● **节选**

+ + + + + + +

爬虫插件系统的开发—E-Mail收集插件实列

一、实验介绍

1.1 实验内容

基于上节课的爬虫，在爬虫的基础上增加一个插件系统，通过爬虫爬取网页链接后调用这个插件系统中的插件进行各种操作，本节也会写个简单的email收集插件作为列子，后面也会讲到如何写各种基于爬虫的插件。

1.2 实验知识点

python中__import__函数
python如何写一个插件系统
简单正则的运用(email查找)
扫描器插件系统的工作流程

1.3 实验环境

python2.7
Xfce终端

1.4 适合人群

本课程难度为一般，属于初级级别课程，适合具有Python基础的用户，熟悉python基础知识加深巩固。

1.5 代码获取

你可以通过下面命令将代码下载到实验楼环境中，作为参照对比进行学习。

$ wget http://labfile.oss.aliyuncs.com/courses/761/shiyanlouscan_2.zip
unzip shiyanlouscan_2.zip

二、实验原理

利用python的__import__函数动态引入脚本，只需要规定脚本如何编写，便可以进行调用，email收集是基于爬虫得到的源码进行正则匹配。上节课我们创造了script这个目录，这个目录里面存放我们编写的python插件。

三、实验步骤

3.1 `import`函数

我们都知道import是导入模块的，但是其实import实际上是使用builtin函数import来工作的。在一些程序中，我们可以动态去调用函数，如果我们知道模块的名称(字符串)的时候，我们可以很方便的使用动态调用。一个简单的代码：

def getfunctionbyname(module_name,function_name): 
    module = __import__(module_name) 
    return getattr(module,function_name)

通过这段代码，我们就可以简单调用一个模块的函数了。

3.2 插件系统开发流程

一个插件系统运转工作，主要进行以下几个方面的操作

获取插件，通过对一个目录里的以.py的文件扫描得到
将插件目录加入到环境变量sys.path
爬虫将扫描好的url和网页源码传递给插件
插件工作，工作完毕后主动权还给扫描器

3.3 插件系统代码

在lib/core/plugin.py中创建一个spiderplus类，实现满足我们要求的代码。

#!/usr/bin/env python
# __author__= 'w8ay'
import os
import sys
class spiderplus(object):
    def __init__(self,plugin,disallow=[]):
        self.dir_exploit = []
        self.disallow = ['__init__']
        self.disallow.extend(disallow)

+ + + + + + +

● **挑战任务**
• A. 根据这篇爬虫插件系统教程，用一到三句话说明：为什么借助__import__函数就能调用插件目录里的脚本？
• B. 请接着这篇爬虫插件系统教程最后显示的内容往下续写。

已记录的数据:
+ + + + + + +

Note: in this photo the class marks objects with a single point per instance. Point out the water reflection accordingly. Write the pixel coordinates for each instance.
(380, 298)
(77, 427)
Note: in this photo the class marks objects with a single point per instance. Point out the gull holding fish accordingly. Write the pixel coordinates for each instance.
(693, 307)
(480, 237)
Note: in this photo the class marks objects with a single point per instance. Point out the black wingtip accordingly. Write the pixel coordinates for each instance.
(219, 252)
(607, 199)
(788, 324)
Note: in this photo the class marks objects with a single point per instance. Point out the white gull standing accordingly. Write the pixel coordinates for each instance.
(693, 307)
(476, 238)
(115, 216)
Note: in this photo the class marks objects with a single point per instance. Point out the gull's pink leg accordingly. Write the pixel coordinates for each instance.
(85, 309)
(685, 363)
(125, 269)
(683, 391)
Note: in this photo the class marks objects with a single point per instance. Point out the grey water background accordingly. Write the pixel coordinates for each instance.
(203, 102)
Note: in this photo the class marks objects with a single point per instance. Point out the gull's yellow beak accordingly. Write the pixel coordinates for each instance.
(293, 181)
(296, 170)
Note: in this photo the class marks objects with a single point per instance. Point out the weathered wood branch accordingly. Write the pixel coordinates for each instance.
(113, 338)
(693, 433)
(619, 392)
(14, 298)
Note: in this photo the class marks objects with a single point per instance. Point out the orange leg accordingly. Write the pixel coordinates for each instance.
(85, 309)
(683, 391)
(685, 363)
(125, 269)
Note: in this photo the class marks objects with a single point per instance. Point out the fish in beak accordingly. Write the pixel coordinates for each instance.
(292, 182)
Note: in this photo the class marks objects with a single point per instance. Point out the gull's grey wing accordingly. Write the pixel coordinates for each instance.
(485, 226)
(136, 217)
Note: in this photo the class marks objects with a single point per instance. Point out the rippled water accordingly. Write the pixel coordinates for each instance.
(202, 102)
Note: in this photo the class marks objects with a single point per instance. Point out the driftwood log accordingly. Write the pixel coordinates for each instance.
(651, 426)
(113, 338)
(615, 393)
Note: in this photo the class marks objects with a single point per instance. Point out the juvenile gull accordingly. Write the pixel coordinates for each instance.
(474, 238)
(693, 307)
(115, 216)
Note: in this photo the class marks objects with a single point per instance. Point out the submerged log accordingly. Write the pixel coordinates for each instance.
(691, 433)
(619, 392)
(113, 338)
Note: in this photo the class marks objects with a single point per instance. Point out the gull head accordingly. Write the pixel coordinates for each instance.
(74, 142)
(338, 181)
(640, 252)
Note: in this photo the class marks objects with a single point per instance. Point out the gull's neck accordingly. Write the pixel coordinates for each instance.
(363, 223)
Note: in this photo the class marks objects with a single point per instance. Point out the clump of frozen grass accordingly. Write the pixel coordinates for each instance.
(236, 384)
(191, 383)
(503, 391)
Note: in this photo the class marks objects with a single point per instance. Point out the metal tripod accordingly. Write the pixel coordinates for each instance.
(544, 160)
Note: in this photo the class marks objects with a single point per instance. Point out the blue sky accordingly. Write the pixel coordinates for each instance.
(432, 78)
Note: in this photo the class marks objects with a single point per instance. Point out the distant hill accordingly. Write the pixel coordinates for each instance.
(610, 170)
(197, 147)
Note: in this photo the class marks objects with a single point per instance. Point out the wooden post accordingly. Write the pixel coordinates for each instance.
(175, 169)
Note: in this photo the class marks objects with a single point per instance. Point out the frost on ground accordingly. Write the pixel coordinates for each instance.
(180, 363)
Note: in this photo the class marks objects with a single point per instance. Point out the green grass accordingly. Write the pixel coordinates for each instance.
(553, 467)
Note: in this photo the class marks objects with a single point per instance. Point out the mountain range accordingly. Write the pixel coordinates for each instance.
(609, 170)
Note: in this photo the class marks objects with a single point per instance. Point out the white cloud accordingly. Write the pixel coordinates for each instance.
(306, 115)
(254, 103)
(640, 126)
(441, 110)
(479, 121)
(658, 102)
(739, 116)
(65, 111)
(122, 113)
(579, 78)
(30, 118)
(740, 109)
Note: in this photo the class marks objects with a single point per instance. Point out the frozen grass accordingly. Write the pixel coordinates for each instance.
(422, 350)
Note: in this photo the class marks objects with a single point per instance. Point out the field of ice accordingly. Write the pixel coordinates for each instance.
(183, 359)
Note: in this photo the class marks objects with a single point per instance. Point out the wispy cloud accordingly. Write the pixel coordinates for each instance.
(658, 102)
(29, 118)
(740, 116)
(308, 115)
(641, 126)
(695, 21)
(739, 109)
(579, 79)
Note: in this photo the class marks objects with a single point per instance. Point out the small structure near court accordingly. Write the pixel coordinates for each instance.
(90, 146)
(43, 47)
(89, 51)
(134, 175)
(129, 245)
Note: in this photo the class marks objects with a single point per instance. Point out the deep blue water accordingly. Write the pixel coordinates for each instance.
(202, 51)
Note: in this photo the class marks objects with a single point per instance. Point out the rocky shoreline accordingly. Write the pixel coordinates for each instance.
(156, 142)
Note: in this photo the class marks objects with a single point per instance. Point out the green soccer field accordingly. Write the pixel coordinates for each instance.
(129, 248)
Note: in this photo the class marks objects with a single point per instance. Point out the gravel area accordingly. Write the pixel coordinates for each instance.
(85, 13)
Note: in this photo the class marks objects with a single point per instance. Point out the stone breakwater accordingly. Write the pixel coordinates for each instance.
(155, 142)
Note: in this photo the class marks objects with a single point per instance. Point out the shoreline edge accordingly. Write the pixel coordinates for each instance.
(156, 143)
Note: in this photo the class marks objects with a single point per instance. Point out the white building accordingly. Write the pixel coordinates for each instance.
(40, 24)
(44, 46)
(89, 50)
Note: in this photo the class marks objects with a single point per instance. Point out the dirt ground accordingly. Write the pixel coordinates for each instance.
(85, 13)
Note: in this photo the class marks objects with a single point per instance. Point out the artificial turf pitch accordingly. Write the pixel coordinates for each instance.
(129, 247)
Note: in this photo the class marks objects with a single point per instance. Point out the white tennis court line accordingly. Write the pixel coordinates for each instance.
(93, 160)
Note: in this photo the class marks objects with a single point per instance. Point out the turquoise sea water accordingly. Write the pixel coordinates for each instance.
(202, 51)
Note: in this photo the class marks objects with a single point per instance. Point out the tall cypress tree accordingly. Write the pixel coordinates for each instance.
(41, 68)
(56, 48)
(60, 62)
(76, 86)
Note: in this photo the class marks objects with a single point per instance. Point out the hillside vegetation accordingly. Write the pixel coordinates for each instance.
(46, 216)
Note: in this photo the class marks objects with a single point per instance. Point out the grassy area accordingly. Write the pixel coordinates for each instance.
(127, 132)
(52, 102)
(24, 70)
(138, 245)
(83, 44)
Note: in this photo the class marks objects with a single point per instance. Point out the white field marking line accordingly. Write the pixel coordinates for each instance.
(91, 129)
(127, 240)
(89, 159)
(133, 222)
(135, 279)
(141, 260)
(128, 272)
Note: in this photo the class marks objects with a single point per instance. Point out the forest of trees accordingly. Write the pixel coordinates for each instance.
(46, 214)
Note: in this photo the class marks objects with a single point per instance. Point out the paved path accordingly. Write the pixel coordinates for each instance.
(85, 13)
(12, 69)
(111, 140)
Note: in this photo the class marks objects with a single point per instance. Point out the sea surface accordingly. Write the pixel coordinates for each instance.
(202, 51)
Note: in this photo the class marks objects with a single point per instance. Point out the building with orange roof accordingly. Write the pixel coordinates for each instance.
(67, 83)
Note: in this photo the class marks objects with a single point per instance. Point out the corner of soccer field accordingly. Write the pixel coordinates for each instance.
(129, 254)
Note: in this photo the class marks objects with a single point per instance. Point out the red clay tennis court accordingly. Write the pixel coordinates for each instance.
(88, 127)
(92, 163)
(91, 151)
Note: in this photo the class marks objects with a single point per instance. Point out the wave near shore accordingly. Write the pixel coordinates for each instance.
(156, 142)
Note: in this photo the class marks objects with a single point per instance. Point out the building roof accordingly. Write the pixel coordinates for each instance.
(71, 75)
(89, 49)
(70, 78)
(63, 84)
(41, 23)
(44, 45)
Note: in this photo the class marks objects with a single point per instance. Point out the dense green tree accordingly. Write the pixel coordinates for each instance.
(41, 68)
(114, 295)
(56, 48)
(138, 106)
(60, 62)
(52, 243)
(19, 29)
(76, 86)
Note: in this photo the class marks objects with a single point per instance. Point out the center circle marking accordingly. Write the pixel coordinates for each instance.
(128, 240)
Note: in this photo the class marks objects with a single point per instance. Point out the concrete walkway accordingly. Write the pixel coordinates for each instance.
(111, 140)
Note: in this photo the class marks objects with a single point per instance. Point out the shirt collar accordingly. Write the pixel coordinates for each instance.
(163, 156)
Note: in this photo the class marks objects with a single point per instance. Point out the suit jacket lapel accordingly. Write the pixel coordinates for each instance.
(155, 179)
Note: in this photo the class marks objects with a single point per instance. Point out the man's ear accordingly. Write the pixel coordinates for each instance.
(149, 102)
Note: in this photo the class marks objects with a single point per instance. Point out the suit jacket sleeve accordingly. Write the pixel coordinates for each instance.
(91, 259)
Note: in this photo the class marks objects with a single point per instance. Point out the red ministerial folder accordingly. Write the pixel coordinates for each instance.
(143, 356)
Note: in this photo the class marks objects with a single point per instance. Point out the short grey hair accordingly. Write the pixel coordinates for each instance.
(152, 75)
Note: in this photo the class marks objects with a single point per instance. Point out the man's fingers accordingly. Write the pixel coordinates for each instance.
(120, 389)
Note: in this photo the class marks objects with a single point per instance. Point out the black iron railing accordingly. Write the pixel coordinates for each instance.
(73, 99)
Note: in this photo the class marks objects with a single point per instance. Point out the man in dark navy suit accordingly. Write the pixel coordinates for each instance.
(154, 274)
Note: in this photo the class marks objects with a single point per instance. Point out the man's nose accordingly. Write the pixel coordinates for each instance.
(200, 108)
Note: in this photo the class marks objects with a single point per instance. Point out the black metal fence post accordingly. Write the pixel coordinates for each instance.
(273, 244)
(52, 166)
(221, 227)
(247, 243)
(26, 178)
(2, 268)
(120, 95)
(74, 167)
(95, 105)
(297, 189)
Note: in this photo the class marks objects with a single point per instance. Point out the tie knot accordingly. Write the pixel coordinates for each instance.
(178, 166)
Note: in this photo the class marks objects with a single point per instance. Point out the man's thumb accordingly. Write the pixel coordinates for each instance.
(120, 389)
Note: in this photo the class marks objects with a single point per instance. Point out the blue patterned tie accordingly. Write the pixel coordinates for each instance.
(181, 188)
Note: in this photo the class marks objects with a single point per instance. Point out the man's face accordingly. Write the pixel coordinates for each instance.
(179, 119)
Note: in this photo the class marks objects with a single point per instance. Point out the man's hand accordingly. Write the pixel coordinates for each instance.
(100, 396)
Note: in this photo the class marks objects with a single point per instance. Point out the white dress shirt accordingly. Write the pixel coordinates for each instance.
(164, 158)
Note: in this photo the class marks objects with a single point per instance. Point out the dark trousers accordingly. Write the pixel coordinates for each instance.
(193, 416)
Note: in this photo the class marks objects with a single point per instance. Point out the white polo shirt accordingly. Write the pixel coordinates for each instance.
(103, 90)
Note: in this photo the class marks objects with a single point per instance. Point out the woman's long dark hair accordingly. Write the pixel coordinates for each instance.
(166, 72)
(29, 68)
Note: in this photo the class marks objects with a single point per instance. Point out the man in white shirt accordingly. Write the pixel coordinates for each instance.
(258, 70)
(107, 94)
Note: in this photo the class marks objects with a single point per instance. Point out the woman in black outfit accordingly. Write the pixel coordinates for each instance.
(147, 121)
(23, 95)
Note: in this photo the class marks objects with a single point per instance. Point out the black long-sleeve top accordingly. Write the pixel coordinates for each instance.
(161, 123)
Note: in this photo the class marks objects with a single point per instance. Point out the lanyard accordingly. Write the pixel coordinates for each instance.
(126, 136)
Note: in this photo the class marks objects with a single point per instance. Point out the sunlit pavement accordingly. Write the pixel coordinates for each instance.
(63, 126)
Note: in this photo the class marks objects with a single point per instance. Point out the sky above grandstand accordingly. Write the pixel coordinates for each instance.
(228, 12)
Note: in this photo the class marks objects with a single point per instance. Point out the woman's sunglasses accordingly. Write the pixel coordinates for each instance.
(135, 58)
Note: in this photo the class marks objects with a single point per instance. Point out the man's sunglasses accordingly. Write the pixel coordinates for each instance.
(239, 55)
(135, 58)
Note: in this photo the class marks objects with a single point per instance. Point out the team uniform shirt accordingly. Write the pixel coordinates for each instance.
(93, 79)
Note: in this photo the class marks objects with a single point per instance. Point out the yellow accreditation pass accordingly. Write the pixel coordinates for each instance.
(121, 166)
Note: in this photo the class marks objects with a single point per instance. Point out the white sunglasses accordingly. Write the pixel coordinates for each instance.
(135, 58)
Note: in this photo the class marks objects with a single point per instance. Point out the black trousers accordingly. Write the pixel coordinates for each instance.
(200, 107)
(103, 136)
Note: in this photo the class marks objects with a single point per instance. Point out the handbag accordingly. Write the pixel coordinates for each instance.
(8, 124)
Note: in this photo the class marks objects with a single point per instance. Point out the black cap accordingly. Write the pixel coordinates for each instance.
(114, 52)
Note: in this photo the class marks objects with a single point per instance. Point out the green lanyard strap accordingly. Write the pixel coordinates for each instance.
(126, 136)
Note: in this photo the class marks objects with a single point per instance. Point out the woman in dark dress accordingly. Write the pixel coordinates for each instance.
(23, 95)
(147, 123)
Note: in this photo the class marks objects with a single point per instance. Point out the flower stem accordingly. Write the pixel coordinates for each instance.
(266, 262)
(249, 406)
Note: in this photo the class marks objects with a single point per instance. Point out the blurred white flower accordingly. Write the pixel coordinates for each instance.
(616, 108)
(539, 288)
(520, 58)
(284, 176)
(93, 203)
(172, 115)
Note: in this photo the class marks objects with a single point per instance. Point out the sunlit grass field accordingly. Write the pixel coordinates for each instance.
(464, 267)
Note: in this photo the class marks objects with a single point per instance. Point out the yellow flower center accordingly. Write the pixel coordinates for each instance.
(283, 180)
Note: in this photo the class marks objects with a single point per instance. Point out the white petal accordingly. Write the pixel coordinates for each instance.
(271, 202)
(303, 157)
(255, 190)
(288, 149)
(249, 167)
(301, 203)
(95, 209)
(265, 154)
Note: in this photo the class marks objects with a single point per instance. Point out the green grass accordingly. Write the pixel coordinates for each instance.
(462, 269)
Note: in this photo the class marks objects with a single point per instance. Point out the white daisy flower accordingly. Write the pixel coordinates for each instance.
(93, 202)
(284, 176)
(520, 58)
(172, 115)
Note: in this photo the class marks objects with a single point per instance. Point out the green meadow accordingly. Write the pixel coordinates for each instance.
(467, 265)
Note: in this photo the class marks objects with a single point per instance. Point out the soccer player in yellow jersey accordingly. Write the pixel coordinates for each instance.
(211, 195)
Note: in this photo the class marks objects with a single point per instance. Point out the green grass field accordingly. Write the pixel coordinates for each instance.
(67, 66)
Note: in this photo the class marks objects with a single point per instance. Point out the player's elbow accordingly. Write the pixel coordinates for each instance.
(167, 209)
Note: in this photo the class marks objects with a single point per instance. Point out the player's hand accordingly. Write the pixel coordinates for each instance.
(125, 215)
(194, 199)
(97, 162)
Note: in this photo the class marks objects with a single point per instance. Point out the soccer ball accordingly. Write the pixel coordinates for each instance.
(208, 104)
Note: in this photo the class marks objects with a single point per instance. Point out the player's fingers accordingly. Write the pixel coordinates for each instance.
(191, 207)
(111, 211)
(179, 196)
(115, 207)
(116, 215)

+ + + + + + +

● **参考答案**
• A. 因为__import__函数可以动态引入脚本，只要事先规定好脚本该如何编写，就能对它们进行调用。而且只要知道模块的名称（字符串），就可以很方便地进行这种动态调用。

• B.
        self.plugin = os.getcwd()+'/' +plugin
        sys.path.append(plugin)

    def list_plusg(self):
        def filter_func(file):
            if not file.endswith(".py"):
                return False
            for disfile in self.disallow:
                if disfile in file:
                    return False
            return True
        dir_exploit = filter(filter_func, os.listdir(self.plugin))
        return list(dir_exploit)

    def work(self,url,html):
        for _plugin in self.list_plusg():
            try:
                m = __import__(_plugin.split('.')[0])
                spider = getattr(m, 'spider')
                p = spider()
                s =p.run(url,html)
            except Exception,e:
                print e

work函数中需要传递url,html，这个就是我们扫描器传给插件系统的，通过代码

spider = getattr(m, 'spider')
p = spider()
s =p.run(url,html)

我们定义插件必须使用 class spider中的run方法调用。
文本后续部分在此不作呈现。